[Point-per-instance localization data]
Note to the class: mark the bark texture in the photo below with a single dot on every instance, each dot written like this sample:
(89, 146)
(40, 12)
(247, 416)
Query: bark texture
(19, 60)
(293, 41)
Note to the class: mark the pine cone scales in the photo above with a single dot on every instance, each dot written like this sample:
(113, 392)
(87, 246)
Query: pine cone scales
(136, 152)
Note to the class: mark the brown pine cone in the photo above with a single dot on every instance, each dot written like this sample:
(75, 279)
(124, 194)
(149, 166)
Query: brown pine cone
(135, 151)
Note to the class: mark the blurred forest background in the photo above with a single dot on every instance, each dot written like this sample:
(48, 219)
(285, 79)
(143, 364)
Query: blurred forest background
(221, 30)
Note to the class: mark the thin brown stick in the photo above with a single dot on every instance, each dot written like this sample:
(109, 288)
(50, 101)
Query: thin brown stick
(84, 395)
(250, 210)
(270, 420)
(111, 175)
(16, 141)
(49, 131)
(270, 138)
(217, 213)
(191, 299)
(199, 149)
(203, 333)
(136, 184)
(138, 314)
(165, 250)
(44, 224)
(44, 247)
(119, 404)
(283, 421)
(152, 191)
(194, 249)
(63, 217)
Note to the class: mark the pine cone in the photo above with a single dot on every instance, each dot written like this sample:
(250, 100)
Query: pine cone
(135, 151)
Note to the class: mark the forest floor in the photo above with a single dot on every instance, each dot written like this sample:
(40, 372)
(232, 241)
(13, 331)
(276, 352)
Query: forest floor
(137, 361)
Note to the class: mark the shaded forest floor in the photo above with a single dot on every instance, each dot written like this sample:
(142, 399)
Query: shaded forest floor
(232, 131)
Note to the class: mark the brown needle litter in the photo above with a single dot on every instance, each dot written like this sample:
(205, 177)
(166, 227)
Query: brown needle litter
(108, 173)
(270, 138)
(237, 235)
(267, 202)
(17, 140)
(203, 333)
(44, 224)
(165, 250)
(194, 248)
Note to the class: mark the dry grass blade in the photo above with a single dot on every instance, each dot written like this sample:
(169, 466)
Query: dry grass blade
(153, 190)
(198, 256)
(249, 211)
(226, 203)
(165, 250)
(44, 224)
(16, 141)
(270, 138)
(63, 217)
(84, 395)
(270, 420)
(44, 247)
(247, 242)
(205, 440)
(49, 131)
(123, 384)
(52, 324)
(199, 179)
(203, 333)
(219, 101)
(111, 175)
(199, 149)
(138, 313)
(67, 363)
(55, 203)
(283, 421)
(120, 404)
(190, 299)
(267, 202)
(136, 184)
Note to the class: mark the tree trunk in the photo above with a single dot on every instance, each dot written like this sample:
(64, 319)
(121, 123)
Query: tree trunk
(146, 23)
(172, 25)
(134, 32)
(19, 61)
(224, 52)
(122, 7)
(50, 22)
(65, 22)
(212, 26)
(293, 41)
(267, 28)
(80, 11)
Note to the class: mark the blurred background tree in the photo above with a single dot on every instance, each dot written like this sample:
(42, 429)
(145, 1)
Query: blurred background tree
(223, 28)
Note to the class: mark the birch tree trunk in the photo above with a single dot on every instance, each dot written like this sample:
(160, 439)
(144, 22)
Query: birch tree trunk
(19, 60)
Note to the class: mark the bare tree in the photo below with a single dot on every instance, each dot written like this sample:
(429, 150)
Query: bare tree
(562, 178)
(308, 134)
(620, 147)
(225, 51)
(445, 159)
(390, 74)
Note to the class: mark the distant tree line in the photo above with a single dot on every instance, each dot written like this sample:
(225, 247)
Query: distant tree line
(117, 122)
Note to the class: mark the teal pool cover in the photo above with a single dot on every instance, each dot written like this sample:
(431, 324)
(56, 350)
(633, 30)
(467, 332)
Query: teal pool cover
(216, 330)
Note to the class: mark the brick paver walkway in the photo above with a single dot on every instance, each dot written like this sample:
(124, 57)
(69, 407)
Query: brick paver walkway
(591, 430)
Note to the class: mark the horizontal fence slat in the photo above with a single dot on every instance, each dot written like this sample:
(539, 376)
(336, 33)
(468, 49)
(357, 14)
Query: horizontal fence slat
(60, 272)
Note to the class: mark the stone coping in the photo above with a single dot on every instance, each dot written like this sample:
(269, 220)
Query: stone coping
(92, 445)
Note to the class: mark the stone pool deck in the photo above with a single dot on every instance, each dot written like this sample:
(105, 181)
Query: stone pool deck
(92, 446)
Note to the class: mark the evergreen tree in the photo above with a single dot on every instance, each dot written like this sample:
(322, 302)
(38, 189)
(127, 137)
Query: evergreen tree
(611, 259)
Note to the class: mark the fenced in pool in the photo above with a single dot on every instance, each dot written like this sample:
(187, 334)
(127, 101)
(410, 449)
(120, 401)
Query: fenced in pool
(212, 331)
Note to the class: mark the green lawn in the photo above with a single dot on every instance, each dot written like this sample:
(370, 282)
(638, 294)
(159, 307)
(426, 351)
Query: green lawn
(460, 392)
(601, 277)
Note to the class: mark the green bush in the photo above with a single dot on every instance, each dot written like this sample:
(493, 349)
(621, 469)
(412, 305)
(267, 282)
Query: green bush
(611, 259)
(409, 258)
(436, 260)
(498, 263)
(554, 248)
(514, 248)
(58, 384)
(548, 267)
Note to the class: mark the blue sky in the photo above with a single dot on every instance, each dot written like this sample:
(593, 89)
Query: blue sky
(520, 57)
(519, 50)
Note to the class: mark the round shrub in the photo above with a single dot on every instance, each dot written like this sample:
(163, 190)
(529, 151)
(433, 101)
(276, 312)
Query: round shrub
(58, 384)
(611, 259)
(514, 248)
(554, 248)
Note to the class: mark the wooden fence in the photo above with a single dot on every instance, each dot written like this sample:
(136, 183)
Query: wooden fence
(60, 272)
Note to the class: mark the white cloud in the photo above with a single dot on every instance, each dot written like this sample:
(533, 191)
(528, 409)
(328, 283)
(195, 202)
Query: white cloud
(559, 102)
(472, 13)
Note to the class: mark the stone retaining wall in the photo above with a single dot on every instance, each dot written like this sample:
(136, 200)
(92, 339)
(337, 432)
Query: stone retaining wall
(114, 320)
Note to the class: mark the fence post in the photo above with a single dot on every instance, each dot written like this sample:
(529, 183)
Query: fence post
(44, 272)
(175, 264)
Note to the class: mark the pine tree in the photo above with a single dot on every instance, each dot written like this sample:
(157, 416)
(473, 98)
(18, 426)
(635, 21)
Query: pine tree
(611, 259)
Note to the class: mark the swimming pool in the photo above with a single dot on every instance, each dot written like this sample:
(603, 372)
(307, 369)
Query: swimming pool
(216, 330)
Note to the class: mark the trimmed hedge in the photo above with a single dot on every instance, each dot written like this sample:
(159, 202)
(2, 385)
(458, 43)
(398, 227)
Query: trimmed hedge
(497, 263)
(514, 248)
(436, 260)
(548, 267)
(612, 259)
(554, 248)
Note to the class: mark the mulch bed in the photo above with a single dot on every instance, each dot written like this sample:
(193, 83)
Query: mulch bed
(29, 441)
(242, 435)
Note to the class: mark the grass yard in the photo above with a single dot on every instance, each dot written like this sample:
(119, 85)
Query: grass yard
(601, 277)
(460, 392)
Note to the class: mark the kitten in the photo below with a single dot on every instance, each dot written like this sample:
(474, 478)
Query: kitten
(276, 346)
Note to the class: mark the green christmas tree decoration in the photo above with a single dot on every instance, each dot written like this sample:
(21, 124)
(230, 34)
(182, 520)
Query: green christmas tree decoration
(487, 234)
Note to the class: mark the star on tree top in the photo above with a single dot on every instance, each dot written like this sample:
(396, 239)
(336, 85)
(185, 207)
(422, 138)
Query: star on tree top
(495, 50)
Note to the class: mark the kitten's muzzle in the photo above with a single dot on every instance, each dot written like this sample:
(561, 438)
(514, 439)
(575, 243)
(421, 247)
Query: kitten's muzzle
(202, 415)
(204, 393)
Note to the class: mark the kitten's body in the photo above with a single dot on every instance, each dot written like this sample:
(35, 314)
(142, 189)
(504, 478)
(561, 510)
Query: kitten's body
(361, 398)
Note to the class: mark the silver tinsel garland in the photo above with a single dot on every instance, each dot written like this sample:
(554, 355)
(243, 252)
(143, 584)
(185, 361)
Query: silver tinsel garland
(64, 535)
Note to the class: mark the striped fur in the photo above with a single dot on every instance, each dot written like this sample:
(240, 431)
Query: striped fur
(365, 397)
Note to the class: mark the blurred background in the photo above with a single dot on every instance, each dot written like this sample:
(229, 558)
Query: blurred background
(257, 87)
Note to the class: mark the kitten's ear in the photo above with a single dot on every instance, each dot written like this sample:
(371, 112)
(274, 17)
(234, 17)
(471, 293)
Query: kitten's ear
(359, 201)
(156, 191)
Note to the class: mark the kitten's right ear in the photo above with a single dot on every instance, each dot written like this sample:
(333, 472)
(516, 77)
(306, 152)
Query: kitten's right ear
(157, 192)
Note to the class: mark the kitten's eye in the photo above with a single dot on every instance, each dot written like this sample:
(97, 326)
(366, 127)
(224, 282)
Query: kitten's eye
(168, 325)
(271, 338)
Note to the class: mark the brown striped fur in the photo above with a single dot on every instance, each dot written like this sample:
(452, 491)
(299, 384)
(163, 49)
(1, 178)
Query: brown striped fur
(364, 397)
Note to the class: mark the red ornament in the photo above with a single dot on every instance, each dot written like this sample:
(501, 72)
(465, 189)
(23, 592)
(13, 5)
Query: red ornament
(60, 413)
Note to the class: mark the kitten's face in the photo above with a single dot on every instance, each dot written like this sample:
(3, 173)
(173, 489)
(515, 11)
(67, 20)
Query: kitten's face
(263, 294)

_To do:_
In the records above, find the lines containing "below" and copy them.

_Solution to the problem:_
Note to the class: mark the bark texture in the photo below with a single dot on every instance, each dot written like this sample:
Note to the class: mark the bare tree in the photo below with a single dot on every instance, each dot written like this sample:
Note to the class: mark the kitten in the photo below with a single dot on every instance, each dot written like this sample:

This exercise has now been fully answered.